* Ausgangstext *
■ ■ ■
Polizeieinsatz in Augsburg: Anwohner kritisiert die Polizei
Dort vernahm der Mann einen Piepton, den er offenbar für das Suchgeräusch der Airpods hielt. Als sich die Polizei die Gegebenheiten vor Ort noch am selben Tag anschaute, entschied der ermittelnde Beamte, über ein gekipptes Fenster in die Erdgeschosswohnung einzudringen, in der er das Diebesgut vermutete; die Wohnung von Andreas Jansen. Laut späteren Ermittlungen soll der Polizist das Fenster mit seinem Schlagstock aufgedrückt haben, in den leer stehenden Räumen fand der Beamte allerdings nichts. Das Piepgeräusch stammte von einem defekten Rauchwarnmelder.
■ ■ ■
* Aufgaben *
1. Stimmen diese Aussagen mit dem Text über den Polizeieinsatz überein? Antworte jeweils mit Ja oder Nein und zitiere die Worte aus dem Text, die den Ausschlag geben.
(a) Laut späteren Ermittlungen hat der Polizist das Fenster mit seinem Schlagstock aufgedrückt.
(b) Die Wohnung von Andreas Jansen lag im ersten Stock.
(c) In den Räumen fand der Beamte nichts.
2. Schreib den Text über den Polizeieinsatz nach seinem letzten Satz weiter.
Die Zeilen sind eigenes Material und haben mit dem Text über den Polizeieinsatz nichts zu tun.

(Zeilen aus einer Datensammlung)
■ ■ ■
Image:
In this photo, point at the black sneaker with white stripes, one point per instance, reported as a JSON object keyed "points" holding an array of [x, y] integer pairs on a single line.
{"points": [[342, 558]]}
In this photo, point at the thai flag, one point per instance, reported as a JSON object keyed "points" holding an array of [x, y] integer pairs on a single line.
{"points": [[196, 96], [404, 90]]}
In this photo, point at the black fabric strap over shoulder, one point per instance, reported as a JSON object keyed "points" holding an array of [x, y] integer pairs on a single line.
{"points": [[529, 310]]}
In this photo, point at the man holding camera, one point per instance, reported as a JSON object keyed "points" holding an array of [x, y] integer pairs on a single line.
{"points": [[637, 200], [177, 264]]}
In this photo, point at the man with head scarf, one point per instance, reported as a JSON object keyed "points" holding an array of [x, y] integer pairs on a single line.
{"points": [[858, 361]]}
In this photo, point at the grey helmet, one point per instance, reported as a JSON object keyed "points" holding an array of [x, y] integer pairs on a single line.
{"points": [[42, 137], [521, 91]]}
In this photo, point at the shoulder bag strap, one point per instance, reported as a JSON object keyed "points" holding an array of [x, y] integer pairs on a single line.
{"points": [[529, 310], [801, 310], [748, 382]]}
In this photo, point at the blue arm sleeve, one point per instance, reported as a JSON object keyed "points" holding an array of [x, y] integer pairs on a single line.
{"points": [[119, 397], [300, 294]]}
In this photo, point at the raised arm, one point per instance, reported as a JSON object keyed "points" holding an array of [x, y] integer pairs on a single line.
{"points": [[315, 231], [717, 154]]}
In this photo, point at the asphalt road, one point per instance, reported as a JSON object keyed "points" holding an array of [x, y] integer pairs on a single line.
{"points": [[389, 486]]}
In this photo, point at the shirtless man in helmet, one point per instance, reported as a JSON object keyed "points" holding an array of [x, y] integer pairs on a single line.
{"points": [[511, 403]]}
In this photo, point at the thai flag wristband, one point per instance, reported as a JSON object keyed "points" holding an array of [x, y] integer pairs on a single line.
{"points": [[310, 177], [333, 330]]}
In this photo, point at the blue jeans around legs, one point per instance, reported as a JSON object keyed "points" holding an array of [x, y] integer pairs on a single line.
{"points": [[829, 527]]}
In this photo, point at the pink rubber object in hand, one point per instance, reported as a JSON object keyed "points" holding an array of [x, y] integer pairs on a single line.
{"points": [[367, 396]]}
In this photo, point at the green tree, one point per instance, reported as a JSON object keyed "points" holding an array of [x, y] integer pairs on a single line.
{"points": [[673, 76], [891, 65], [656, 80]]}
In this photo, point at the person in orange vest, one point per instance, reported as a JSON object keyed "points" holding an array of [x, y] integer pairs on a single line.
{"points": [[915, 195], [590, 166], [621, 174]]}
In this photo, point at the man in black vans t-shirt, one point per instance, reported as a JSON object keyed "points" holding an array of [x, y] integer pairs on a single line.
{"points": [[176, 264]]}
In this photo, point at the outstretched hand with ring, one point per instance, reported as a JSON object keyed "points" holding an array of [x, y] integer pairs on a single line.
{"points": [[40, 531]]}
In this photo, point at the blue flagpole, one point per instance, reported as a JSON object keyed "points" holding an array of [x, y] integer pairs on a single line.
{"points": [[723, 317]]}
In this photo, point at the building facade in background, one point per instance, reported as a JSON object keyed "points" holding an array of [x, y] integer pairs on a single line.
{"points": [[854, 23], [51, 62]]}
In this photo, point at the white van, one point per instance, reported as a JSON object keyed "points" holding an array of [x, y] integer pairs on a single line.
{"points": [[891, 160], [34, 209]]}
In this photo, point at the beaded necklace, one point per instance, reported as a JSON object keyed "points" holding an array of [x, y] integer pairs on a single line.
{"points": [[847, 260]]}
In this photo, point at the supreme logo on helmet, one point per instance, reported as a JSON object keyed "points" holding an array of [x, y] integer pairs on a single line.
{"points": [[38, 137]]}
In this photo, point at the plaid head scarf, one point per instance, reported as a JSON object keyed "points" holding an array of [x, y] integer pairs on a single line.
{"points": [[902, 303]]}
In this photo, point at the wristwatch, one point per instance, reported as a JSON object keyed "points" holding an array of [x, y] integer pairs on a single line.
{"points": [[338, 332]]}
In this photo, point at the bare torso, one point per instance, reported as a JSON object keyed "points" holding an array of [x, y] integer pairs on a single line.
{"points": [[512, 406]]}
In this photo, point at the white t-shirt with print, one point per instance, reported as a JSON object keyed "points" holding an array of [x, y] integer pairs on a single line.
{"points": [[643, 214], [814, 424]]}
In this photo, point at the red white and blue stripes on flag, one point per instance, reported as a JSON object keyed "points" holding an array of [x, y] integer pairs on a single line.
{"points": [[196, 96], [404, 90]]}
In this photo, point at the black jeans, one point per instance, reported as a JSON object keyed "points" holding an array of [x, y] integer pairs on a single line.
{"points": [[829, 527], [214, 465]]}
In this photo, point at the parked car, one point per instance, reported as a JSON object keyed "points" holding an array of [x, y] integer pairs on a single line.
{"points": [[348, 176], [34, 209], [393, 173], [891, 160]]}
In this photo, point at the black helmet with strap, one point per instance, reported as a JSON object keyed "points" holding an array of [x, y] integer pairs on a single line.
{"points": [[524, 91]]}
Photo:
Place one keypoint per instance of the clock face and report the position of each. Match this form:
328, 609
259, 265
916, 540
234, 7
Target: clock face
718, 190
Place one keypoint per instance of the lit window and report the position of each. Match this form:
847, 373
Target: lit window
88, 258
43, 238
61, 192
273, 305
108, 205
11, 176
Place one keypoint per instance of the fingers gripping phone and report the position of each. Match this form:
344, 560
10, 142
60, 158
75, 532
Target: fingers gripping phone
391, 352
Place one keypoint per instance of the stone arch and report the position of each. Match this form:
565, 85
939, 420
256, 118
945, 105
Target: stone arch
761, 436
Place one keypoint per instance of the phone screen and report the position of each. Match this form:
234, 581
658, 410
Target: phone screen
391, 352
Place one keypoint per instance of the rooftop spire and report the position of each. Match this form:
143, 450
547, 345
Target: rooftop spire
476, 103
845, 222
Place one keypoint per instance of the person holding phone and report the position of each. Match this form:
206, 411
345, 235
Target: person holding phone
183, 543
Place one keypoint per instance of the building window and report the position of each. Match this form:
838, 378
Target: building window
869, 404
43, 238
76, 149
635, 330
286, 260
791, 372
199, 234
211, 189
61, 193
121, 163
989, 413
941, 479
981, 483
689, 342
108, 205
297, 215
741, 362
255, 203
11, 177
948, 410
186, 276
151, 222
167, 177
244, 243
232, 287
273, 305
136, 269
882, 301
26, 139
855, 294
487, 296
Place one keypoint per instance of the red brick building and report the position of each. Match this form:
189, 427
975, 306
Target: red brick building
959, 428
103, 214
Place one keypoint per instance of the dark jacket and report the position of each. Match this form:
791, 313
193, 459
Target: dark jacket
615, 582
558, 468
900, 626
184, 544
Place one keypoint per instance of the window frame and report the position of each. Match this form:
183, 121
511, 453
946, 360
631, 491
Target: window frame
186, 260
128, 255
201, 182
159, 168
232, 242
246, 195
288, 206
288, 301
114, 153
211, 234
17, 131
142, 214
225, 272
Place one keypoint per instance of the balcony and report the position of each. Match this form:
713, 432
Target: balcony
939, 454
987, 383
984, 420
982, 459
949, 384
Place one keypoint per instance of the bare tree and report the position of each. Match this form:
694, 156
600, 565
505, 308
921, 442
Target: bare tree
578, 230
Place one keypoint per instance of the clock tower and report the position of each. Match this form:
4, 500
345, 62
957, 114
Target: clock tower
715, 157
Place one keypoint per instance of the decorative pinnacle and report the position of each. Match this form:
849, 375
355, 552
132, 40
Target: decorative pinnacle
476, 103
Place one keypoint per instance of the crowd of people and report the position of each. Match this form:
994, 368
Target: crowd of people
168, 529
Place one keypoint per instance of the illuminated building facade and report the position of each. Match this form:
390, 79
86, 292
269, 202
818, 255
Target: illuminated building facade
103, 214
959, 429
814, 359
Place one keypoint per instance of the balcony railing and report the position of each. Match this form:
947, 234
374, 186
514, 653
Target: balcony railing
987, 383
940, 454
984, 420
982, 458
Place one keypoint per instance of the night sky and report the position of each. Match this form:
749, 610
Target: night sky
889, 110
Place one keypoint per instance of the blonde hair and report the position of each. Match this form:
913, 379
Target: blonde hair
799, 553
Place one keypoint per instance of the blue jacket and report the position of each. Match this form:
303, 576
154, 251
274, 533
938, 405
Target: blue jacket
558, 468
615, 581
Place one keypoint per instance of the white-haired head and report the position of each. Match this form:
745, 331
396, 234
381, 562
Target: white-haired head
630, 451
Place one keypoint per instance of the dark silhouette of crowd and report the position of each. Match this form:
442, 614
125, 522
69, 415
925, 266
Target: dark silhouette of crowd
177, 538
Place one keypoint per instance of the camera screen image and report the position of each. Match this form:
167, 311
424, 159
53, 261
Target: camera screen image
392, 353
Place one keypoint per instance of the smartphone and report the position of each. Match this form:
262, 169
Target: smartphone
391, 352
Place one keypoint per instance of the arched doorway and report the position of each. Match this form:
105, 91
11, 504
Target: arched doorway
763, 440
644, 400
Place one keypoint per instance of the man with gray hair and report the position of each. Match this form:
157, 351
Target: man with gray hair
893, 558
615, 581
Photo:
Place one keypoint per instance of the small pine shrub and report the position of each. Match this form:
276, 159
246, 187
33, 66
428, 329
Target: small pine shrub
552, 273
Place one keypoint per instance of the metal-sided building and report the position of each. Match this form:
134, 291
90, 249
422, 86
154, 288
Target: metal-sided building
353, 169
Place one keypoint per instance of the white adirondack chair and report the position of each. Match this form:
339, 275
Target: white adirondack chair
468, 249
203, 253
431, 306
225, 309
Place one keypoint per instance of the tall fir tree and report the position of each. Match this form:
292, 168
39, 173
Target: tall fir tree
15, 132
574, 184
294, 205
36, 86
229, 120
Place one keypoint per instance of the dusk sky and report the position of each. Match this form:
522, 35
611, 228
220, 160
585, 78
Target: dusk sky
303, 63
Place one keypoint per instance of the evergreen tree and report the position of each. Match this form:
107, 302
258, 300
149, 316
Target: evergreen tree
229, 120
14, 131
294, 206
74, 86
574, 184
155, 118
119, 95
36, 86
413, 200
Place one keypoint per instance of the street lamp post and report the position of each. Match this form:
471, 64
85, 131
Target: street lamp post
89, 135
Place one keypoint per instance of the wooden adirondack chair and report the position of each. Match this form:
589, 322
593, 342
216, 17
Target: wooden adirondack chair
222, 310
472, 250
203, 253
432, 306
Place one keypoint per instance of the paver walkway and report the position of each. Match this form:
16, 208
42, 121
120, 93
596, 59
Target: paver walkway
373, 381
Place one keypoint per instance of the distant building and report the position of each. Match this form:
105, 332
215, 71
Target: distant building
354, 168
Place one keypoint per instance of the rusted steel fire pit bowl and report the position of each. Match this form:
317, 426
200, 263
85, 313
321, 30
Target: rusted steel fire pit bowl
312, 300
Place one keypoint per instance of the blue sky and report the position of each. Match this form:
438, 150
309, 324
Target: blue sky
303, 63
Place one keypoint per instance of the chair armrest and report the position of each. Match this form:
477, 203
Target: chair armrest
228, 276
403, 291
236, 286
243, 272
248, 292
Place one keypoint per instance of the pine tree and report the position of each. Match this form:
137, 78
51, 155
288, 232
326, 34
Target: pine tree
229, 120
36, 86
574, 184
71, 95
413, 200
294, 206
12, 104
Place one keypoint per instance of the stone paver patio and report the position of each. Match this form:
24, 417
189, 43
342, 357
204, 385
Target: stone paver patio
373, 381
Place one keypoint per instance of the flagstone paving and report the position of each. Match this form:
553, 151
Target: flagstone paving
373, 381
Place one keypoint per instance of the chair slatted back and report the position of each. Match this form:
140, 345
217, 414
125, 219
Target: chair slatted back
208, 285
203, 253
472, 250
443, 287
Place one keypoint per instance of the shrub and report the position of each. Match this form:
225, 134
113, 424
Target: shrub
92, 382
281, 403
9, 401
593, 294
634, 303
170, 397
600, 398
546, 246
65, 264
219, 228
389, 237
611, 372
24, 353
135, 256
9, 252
■ ■ ■
* Lösungen *
1.
(a) Ja: „Laut späteren Ermittlungen soll der Polizist das Fenster mit seinem Schlagstock aufgedrückt haben“
(b) Nein: „in die Erdgeschosswohnung einzudringen“
(c) Ja: „in den leer stehenden Räumen fand der Beamte allerdings nichts“

2.
Für Andreas Jansen war die Aktion ein Ärgernis, wie er unserer Redaktion später berichtete. Er habe sich komplett wehrlos gefühlt und nicht verstehen können, warum die Polizei einfach so in seine Wohnung eingedrungen sei. Nicht nur hätten die Ermittler das Fenster offen stehend zurückgelassen, alle Nachbarn hätten auch die Nachricht auf der Visitenkarten lesen können. Für den Polizisten hatte das Vorgehen jedenfalls Konsequenzen: Das Amtsgericht hat ihn wegen Hausfriedensbruchs verurteilt. Die verhältnismäßig niedrige Geldstrafe von 20 Tagessätzen zu je 100 Euro, also insgesamt 2000 Euro, lässt sich als Hinweis deuten, dass das Gericht bei dem Beamten nur eine relativ geringe Schuld sieht. Unangenehm dürfte die Angelegenheit für den Polizisten dennoch sein.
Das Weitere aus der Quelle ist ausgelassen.